— BEGIN —
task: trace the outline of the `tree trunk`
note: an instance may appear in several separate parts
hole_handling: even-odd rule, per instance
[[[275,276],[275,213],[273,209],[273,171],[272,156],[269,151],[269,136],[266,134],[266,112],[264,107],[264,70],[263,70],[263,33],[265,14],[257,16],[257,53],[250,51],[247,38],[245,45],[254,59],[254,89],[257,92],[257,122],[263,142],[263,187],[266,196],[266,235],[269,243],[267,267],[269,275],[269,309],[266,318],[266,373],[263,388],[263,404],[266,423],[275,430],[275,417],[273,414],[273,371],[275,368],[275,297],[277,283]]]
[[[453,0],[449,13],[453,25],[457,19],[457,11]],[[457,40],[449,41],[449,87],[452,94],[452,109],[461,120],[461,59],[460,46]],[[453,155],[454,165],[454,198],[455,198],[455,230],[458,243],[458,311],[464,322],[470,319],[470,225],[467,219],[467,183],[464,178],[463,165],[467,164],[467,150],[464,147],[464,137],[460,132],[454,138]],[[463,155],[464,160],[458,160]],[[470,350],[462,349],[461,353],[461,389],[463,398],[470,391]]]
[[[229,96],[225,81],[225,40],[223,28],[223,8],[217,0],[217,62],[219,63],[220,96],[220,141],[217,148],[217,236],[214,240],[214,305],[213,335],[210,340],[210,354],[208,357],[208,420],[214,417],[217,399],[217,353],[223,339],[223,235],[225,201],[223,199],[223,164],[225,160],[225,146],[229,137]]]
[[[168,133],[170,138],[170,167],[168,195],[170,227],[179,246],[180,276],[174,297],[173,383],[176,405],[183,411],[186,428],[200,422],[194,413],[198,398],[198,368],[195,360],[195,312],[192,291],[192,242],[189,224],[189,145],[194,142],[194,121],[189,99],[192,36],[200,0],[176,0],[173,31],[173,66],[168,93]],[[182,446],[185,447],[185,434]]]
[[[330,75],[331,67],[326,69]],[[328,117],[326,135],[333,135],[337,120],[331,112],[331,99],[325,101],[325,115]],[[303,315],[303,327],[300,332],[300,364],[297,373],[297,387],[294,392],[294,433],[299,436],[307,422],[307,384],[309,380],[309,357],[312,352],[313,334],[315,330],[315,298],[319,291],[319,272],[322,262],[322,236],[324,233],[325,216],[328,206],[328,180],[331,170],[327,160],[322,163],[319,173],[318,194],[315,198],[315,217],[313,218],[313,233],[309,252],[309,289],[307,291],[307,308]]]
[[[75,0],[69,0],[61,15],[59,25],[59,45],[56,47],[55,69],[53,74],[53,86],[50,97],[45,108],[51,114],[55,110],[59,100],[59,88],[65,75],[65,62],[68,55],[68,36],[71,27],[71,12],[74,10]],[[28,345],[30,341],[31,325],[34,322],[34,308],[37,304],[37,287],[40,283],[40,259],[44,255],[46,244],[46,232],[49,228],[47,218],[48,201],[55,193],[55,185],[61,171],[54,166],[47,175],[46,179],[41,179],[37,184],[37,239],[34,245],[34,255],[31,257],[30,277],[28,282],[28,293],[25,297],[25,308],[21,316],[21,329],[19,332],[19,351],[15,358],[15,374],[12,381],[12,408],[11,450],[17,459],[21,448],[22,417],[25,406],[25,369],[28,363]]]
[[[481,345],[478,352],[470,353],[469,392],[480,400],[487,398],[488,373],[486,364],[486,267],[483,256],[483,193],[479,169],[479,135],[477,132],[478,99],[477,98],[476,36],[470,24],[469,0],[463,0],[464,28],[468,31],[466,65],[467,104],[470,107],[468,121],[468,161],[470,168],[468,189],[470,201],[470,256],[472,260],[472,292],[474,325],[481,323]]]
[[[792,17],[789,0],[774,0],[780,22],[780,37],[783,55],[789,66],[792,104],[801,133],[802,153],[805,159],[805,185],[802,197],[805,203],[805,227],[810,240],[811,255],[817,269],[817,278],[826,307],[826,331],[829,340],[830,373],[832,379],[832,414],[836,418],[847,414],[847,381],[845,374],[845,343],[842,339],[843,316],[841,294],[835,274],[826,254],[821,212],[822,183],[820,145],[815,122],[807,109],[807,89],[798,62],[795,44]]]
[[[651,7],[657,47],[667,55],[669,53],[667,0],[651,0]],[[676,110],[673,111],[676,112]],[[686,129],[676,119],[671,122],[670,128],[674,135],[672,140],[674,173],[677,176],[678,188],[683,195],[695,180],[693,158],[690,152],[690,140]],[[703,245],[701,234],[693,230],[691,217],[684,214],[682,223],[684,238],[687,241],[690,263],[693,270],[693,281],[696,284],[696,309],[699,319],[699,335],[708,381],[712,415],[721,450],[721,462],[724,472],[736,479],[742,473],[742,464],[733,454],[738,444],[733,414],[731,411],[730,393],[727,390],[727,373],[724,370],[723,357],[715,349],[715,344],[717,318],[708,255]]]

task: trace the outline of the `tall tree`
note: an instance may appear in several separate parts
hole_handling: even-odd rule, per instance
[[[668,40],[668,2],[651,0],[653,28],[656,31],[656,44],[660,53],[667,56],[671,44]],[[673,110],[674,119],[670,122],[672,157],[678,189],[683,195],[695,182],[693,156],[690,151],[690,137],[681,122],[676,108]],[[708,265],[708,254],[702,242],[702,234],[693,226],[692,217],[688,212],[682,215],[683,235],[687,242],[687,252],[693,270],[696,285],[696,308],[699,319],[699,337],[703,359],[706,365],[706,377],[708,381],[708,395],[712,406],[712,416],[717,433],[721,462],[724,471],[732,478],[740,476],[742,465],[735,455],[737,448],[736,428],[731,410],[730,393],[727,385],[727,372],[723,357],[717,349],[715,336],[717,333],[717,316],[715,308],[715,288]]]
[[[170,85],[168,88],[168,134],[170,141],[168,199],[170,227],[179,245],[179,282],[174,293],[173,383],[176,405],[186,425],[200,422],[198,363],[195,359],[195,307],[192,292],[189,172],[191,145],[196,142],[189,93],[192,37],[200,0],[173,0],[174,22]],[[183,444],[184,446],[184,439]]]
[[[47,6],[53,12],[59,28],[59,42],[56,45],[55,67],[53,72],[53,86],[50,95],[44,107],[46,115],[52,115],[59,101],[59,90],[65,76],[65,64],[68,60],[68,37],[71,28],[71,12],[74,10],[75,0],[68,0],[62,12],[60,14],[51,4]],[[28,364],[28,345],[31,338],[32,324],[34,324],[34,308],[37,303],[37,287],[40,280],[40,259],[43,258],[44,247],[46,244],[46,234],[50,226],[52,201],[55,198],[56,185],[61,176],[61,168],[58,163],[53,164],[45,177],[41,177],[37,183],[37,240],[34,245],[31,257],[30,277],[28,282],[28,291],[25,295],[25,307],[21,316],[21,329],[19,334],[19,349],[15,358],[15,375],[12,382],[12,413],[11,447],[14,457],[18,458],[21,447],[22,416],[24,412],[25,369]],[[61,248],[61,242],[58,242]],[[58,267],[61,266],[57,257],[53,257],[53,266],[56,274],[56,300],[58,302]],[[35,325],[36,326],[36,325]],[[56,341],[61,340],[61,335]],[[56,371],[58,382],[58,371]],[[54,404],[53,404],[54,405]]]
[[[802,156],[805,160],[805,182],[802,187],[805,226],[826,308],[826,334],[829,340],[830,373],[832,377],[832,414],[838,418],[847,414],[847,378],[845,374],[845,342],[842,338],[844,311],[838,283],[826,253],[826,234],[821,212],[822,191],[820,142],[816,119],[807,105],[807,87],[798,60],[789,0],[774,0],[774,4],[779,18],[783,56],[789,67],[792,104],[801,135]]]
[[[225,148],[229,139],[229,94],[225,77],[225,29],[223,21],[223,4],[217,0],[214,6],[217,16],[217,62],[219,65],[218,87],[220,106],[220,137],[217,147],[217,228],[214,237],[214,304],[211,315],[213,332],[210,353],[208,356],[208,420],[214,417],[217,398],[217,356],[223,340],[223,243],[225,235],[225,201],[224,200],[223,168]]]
— END —
Aim of the task
How many lines in the listing above contain the word "tree"? Reply with the number alone.

Task response
2